• [Task description]: Can you duplicate every line of the data below character for character, omitting the pictures?

• [Annotated coordinate data]:
┌──

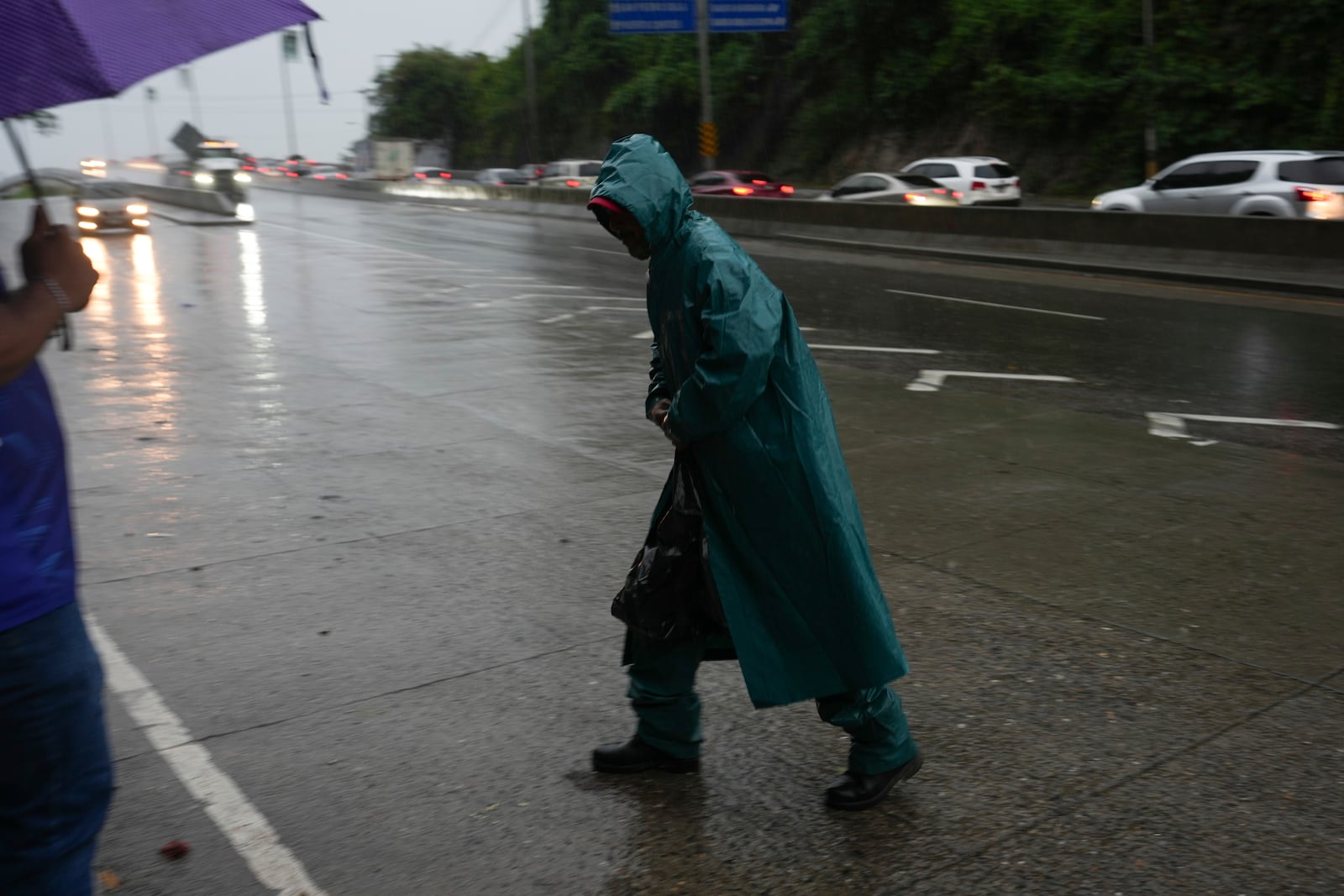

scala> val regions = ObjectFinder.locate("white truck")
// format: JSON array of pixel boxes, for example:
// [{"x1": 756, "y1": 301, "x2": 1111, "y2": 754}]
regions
[
  {"x1": 374, "y1": 137, "x2": 415, "y2": 180},
  {"x1": 164, "y1": 123, "x2": 251, "y2": 202}
]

└──

• [Full answer]:
scala> val regions = ObjectFinder.locate("white truck")
// format: JSON array of pixel boxes, for example:
// [{"x1": 756, "y1": 301, "x2": 1111, "y2": 754}]
regions
[
  {"x1": 374, "y1": 137, "x2": 415, "y2": 180},
  {"x1": 164, "y1": 123, "x2": 251, "y2": 202}
]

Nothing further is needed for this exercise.